Input material
*** Begin section ***

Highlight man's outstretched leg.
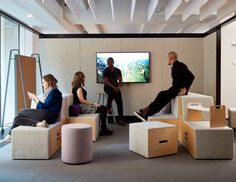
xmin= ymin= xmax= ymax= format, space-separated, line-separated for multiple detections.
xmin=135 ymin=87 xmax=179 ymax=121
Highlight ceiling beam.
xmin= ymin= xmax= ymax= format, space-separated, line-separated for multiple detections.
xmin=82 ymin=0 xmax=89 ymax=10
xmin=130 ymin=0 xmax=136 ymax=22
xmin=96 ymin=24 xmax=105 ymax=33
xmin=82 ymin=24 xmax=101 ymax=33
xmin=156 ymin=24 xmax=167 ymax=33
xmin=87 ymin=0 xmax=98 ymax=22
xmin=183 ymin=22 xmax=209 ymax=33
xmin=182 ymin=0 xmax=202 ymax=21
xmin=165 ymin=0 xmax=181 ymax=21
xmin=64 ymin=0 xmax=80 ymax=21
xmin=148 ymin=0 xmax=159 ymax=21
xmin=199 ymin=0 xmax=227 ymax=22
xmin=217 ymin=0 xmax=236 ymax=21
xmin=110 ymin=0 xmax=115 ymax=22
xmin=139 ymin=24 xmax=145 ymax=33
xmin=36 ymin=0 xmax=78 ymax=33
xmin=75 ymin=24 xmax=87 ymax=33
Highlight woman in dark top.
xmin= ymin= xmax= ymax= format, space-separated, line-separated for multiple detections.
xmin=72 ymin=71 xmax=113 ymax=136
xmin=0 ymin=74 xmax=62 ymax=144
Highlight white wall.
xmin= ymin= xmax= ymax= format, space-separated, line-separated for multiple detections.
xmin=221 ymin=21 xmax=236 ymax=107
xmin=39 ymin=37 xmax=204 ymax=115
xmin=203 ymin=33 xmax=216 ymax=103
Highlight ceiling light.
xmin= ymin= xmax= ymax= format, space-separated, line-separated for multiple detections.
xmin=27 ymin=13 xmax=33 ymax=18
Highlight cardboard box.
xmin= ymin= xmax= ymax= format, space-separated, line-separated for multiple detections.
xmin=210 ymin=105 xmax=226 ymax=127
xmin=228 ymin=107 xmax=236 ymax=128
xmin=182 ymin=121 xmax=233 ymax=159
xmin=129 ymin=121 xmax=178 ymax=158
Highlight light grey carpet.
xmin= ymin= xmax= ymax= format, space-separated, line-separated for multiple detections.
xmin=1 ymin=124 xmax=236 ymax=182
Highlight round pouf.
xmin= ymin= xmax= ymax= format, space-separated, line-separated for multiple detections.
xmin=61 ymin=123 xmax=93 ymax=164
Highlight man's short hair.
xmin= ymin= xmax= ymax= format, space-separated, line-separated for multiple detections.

*** End section ***
*** Begin section ***

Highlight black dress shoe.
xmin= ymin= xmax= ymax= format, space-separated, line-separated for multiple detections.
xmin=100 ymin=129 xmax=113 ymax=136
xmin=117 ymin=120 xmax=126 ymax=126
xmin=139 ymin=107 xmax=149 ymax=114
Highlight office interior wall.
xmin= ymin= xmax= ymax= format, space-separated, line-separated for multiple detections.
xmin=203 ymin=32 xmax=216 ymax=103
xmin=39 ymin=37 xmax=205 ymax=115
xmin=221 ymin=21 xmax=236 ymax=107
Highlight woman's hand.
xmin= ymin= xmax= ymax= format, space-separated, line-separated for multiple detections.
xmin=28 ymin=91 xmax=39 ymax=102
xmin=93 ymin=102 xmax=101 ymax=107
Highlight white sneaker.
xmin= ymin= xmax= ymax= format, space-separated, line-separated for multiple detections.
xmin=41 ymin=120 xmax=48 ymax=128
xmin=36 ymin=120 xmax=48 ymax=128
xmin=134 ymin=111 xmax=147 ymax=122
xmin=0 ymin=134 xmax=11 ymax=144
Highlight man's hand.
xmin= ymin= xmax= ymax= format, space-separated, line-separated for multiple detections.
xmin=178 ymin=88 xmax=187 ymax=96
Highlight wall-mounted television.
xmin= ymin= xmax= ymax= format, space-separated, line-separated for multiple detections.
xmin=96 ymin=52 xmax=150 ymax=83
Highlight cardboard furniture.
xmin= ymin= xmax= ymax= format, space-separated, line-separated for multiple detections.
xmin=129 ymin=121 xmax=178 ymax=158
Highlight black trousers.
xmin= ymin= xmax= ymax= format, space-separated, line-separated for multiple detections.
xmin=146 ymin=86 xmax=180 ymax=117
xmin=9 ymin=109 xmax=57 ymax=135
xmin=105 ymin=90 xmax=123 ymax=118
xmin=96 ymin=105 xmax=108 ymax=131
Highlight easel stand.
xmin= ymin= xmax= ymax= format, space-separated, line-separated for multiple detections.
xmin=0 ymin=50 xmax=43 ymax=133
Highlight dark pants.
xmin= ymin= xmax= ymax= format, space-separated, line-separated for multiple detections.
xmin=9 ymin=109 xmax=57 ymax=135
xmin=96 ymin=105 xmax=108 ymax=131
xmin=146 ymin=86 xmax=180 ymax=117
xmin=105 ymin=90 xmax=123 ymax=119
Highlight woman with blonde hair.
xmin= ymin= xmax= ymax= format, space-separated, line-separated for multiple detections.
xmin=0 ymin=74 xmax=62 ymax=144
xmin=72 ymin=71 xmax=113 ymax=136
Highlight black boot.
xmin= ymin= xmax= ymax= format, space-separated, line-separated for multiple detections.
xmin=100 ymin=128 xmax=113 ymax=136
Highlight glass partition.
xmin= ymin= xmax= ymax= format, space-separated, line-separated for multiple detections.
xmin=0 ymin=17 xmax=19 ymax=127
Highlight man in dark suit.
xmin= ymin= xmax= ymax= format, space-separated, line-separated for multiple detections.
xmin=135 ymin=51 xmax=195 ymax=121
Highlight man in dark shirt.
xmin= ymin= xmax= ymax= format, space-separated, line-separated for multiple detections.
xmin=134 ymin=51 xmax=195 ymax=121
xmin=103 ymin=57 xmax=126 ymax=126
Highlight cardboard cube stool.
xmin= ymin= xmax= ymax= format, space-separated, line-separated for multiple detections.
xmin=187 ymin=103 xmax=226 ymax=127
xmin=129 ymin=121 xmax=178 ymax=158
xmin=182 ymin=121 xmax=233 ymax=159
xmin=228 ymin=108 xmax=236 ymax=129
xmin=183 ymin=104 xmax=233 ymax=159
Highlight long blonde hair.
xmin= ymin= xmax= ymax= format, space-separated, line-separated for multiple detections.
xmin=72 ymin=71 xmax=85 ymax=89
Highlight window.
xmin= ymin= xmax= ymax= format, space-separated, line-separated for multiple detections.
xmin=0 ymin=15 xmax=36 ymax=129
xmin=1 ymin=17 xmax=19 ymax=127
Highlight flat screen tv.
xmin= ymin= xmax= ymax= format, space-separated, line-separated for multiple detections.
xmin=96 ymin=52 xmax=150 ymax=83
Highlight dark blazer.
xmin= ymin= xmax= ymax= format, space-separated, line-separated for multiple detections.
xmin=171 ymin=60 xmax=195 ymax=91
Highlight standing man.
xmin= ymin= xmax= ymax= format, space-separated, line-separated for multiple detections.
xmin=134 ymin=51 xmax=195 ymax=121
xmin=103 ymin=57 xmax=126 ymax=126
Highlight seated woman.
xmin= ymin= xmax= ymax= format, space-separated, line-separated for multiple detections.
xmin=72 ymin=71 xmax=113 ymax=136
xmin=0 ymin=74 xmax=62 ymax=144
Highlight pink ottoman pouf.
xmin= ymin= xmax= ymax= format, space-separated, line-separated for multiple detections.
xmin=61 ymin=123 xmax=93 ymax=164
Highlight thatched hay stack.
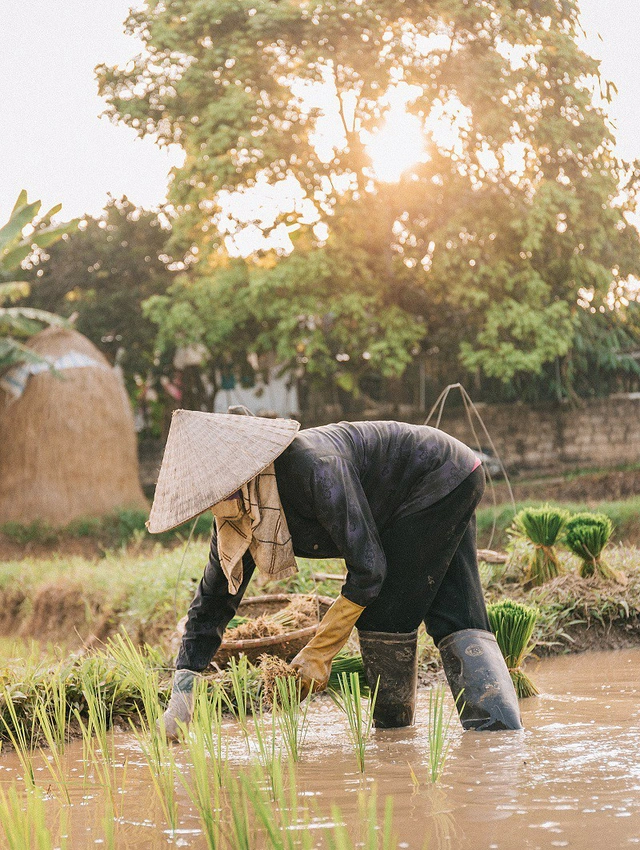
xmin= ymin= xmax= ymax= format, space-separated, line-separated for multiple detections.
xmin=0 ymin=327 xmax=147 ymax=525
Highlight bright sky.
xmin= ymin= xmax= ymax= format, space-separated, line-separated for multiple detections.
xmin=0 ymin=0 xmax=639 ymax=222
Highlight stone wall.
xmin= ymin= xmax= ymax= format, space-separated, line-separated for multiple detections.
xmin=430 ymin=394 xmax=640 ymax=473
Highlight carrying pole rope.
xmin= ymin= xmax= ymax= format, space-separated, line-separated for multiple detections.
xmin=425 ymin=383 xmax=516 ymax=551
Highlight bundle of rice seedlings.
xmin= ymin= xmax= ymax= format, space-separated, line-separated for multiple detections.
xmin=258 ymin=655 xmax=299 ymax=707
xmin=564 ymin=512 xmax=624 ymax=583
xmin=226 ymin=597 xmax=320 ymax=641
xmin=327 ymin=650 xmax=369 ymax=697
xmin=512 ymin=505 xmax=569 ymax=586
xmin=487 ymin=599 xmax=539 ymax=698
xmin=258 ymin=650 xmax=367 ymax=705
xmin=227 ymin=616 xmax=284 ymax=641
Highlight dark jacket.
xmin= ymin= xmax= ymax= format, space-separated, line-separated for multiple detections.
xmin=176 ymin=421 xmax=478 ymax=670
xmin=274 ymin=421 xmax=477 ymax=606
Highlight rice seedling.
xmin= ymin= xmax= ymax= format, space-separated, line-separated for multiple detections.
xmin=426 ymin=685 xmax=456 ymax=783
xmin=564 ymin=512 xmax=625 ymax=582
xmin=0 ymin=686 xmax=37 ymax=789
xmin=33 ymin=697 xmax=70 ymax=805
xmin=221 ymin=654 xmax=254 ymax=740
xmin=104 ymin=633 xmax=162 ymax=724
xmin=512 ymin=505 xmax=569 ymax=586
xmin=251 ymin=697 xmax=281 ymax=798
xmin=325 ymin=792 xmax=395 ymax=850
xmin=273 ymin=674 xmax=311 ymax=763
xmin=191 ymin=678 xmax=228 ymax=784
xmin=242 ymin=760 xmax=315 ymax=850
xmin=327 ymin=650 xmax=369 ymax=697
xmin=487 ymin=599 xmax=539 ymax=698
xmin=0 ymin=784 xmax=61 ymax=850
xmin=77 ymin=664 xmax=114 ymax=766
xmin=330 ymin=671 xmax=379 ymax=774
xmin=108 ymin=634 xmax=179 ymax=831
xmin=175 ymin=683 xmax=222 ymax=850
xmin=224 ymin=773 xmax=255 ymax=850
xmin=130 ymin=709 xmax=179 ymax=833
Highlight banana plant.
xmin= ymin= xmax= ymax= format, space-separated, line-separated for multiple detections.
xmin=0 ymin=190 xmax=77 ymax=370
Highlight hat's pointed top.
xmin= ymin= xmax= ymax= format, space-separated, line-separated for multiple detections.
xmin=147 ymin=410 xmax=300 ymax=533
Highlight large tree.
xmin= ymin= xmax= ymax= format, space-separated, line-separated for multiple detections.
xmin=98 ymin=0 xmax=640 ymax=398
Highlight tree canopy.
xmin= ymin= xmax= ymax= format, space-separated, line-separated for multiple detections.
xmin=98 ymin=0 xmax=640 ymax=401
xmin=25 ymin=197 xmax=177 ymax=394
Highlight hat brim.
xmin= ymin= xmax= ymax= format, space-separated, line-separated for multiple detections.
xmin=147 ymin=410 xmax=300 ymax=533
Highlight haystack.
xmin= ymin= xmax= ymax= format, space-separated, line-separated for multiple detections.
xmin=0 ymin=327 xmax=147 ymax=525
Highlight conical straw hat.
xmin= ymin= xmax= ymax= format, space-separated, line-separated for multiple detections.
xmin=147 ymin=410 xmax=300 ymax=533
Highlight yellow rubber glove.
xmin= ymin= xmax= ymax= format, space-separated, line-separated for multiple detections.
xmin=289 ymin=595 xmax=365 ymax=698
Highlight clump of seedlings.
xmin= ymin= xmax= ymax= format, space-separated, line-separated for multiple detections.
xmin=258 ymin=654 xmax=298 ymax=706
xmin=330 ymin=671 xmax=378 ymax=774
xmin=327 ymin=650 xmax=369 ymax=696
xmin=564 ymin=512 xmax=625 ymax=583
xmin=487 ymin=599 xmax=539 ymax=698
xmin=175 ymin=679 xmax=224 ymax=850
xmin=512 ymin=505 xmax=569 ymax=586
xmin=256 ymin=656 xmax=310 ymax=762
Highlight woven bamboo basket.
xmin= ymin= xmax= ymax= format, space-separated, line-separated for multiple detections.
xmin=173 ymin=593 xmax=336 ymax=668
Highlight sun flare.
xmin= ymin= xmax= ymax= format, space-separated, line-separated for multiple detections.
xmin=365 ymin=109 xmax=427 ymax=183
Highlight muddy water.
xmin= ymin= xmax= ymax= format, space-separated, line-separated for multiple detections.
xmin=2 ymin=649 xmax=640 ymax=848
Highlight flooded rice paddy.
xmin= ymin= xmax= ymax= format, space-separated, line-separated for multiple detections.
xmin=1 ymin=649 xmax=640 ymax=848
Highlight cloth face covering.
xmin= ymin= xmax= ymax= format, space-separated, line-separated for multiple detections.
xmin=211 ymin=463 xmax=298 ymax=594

*** End section ***
*** Begin section ***

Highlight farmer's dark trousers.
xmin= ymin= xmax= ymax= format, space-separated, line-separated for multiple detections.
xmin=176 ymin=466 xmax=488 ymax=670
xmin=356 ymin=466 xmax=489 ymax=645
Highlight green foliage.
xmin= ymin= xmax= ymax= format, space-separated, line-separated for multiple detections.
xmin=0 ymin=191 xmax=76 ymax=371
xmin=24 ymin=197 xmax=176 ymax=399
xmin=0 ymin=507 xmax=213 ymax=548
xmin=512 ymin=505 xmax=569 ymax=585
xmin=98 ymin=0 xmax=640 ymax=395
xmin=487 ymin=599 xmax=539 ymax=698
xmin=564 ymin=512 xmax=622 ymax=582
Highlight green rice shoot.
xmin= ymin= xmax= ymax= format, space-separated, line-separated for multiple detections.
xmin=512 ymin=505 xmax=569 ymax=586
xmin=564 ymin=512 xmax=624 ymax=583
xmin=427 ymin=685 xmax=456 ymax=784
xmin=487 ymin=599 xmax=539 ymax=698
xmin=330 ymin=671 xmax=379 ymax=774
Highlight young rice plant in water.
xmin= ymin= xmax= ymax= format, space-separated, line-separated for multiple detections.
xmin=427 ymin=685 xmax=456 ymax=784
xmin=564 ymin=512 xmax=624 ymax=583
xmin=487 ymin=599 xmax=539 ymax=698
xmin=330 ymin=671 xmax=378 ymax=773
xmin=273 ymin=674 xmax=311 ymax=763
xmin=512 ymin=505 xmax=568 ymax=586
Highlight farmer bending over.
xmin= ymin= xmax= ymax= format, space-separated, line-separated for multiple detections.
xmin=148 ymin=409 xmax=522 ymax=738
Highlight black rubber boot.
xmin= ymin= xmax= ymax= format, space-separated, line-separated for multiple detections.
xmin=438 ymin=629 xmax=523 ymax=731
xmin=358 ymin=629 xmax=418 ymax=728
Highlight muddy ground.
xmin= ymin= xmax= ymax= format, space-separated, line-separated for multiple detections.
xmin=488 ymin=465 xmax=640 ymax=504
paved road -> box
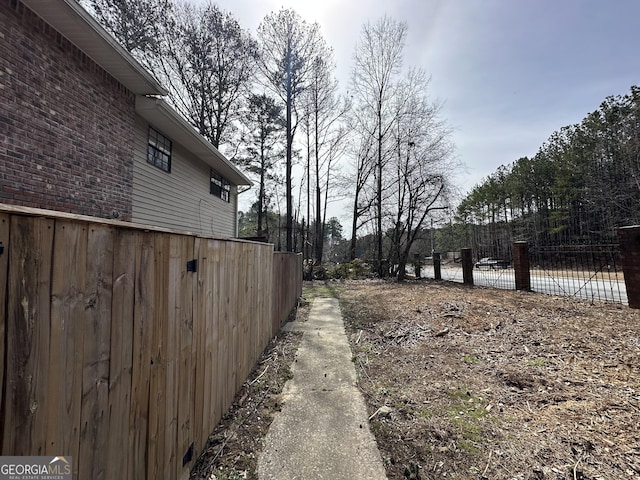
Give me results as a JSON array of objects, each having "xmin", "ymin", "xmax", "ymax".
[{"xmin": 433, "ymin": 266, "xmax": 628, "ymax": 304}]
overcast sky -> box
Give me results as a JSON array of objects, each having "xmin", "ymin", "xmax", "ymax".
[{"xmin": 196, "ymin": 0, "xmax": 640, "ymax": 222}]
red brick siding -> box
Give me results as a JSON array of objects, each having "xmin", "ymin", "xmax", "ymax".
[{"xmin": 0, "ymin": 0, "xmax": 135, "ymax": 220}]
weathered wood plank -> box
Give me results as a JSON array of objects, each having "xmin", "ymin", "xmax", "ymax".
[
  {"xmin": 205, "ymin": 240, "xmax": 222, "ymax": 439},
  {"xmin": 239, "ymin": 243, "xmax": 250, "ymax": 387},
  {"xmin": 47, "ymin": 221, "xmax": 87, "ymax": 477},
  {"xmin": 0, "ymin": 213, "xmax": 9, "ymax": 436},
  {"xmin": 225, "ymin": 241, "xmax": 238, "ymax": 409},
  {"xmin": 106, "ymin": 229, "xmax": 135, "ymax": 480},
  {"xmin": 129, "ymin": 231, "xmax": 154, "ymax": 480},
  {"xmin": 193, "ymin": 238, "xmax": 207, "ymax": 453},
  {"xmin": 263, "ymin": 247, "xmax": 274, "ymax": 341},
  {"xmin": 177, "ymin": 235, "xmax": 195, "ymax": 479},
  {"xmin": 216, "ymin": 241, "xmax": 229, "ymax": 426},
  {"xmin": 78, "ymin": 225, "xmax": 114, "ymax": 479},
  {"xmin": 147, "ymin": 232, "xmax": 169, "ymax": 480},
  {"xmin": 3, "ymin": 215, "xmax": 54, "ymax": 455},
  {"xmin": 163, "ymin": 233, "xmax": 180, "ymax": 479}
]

*** End section ***

Work required
Return all lines of the material that have "black" in them.

Result of the exercise
Highlight black dress shoe.
Highlight black trousers.
Highlight black boot.
Highlight black rubber boot.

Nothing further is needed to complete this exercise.